# [LIST OF TASKS]
1. From the text on Scheibenwischer, echo the passage between "On 22 May 1986, Bayerischer" and "radiation protection suit.", inclusive.
2. Answer these from the text on Scheibenwischer:
(a) Since what year had Hildebrandt held the rights to the name Scheibenwischer?
(b) Who wrote the sketch Der Verstrahlte Großvater?
(c) Who replaced Georg Schramm on the show?

# [GIVEN TEXT]
************

In 2003 Hildebrandt decided to leave the show due to his advanced age. The show was taken over by Bruno Jonas, who had been co-host since 2000, Mathias Richling, and Georg Schramm. It was now produced by Bayerischer Rundfunk in collaboration with RBB, and filmed alternately in Berlin and Munich.

In 2006, Georg Schramm left the show due to differences in opinion with respect to the format of the show. He was replaced by Richard Rogler who himself left the show again in 2008. By the end of 2008, Bruno Jonas, who had been a regular on the show since 1985, left the show, with Richling remaining as the sole host.

===End of the show===
In 2008, Hildebrandt, who had been holding the rights to the name Scheibenwischer since 1980, forbade the further use of the name for the show because Richling wanted to change the nature of the program to feature more stand-up comedy guests. The show was terminated in February 2008 and was replaced by Satire Gipfel (satire summit) with Richling again as host.

==Political scandals==
In 1982, the sketch Rhein-Main-Donau-Kanal was broadcast, addressing the corruption charges against members of the governing Christian Social Union of Bavaria who were involved with companies building the Rhine–Main–Danube Canal (the canal was a favorite project of the Bavarian government). The broadcast led to several complaints by the involved members with SFB, but ultimately only served to make the show more popular.

On 22 May 1986, Bayerischer Rundfunk (BR), being the relaying network for the ARD in Bavaria and at that time still closely linked to the Christian Social Union of Bavaria, cut broadcasting the show across the whole ARD. Helmut Oeller, the program director for BR, justified the move saying that the sketch Der Verstrahlte Großvater (The Radioactive Grandfather), performed in response to the Chernobyl disaster, contained "non-community-friendly elements".

The sketch, written by Werner Koczwara, starred Lisa Fitz at the phone calling the Commission for Radiation Protection and asking whether her 91-year-old grandfather "who had inadvertently been left out on the veranda in the rain and had died soon after, could be buried normally" or if he should be handled as "hazardous waste"; and if the priest must hold his sermon in a radiation protection suit.

Oeller's request to have the sketch removed from the show was unsuccessful. The failure to broadcast the program in Bavaria led to harsh criticism and claims of censorship against BR. The controversy triggered people to bring copies of the sketch into Bavaria for private screenings as well as artists refusing to work with BR again, and caused the Munich Abendzeitung to publish excerpts of the script.

************

# [GIVEN ENTRIES]
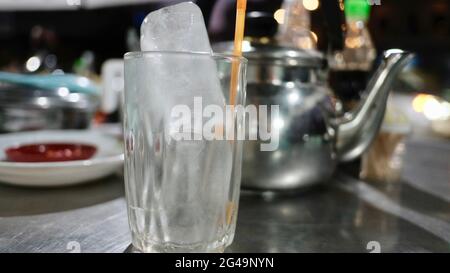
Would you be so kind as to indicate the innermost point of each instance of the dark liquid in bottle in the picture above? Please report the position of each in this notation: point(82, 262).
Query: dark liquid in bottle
point(348, 85)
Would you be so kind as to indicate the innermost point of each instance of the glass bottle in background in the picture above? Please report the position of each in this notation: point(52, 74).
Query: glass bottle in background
point(295, 26)
point(350, 68)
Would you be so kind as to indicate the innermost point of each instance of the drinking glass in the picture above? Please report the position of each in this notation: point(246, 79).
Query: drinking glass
point(182, 193)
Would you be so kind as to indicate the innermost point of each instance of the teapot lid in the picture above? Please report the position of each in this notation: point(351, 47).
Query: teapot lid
point(275, 54)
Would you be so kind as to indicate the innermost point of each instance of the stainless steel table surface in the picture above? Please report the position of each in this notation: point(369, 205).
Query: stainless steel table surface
point(345, 215)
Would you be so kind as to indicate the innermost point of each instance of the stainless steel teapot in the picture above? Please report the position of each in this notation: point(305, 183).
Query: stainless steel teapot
point(316, 134)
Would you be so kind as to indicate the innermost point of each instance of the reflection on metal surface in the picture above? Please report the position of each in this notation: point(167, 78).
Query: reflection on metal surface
point(377, 199)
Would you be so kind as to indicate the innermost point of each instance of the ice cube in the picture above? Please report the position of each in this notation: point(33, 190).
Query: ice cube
point(175, 79)
point(196, 174)
point(179, 27)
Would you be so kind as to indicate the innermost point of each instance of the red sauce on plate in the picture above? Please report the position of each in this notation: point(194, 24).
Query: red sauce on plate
point(50, 152)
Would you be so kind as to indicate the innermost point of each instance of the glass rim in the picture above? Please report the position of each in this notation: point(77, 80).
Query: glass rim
point(141, 54)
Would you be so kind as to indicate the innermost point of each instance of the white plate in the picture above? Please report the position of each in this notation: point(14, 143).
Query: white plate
point(107, 160)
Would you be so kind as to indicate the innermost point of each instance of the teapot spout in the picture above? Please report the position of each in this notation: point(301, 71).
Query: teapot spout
point(357, 129)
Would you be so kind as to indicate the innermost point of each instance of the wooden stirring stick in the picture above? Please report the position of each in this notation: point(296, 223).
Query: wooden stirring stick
point(237, 51)
point(238, 38)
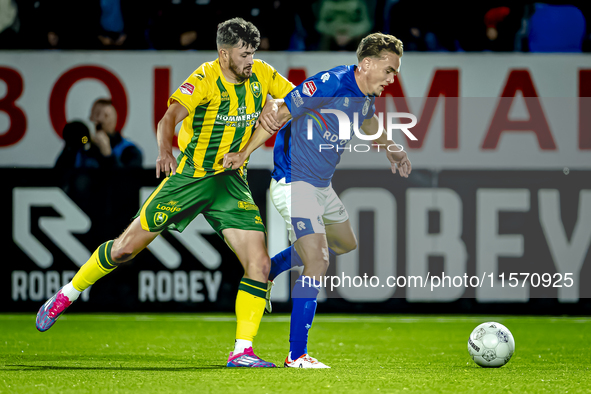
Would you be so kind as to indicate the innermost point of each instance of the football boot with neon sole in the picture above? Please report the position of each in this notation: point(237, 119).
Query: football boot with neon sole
point(304, 361)
point(248, 359)
point(52, 310)
point(268, 306)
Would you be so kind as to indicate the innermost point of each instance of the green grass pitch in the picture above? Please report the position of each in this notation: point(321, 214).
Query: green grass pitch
point(180, 353)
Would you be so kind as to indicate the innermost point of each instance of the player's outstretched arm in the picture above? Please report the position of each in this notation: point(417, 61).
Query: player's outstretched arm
point(235, 160)
point(396, 155)
point(166, 163)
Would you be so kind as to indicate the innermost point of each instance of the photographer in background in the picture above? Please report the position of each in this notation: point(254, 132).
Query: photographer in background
point(81, 152)
point(109, 140)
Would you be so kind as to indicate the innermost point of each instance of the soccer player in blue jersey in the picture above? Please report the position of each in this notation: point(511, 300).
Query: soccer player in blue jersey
point(304, 163)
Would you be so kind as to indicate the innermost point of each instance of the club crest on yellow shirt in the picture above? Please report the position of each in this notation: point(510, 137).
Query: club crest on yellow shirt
point(160, 218)
point(255, 88)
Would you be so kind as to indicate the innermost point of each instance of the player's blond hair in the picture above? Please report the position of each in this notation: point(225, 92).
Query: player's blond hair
point(375, 43)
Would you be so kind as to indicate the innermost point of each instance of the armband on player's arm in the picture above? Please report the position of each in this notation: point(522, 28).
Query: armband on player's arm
point(259, 137)
point(269, 118)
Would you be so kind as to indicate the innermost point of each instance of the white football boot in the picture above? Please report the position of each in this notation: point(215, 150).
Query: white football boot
point(304, 361)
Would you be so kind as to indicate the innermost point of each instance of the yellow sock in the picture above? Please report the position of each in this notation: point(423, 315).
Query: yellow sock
point(250, 305)
point(99, 265)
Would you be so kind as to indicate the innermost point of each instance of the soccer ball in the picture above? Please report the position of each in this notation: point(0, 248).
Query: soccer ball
point(491, 345)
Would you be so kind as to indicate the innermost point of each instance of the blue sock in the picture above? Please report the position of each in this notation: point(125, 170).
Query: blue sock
point(286, 260)
point(283, 261)
point(304, 296)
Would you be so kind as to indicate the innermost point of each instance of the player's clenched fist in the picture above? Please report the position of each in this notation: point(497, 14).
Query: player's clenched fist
point(234, 160)
point(166, 164)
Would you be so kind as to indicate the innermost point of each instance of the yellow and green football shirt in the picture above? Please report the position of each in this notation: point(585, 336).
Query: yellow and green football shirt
point(222, 115)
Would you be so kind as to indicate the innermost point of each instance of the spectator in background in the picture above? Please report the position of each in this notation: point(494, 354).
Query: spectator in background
point(109, 140)
point(77, 167)
point(80, 151)
point(557, 28)
point(502, 24)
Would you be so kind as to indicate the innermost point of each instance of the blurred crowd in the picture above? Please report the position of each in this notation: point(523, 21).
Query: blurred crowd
point(302, 25)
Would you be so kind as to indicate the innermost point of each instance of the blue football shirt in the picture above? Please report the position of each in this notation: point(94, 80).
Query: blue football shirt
point(313, 160)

************

# [ANSWER LIST]
1.
On 22 May 1986, Bayerischer Rundfunk (BR), being the relaying network for the ARD in Bavaria and at that time still closely linked to the Christian Social Union of Bavaria, cut broadcasting the show across the whole ARD. Helmut Oeller, the program director for BR, justified the move saying that the sketch Der Verstrahlte Großvater (The Radioactive Grandfather), performed in response to the Chernobyl disaster, contained "non-community-friendly elements".

The sketch, written by Werner Koczwara, starred Lisa Fitz at the phone calling the Commission for Radiation Protection and asking whether her 91-year-old grandfather "who had inadvertently been left out on the veranda in the rain and had died soon after, could be buried normally" or if he should be handled as "hazardous waste"; and if the priest must hold his sermon in a radiation protection suit.

2.
(a) 1980
(b) Werner Koczwara
(c) Richard Rogler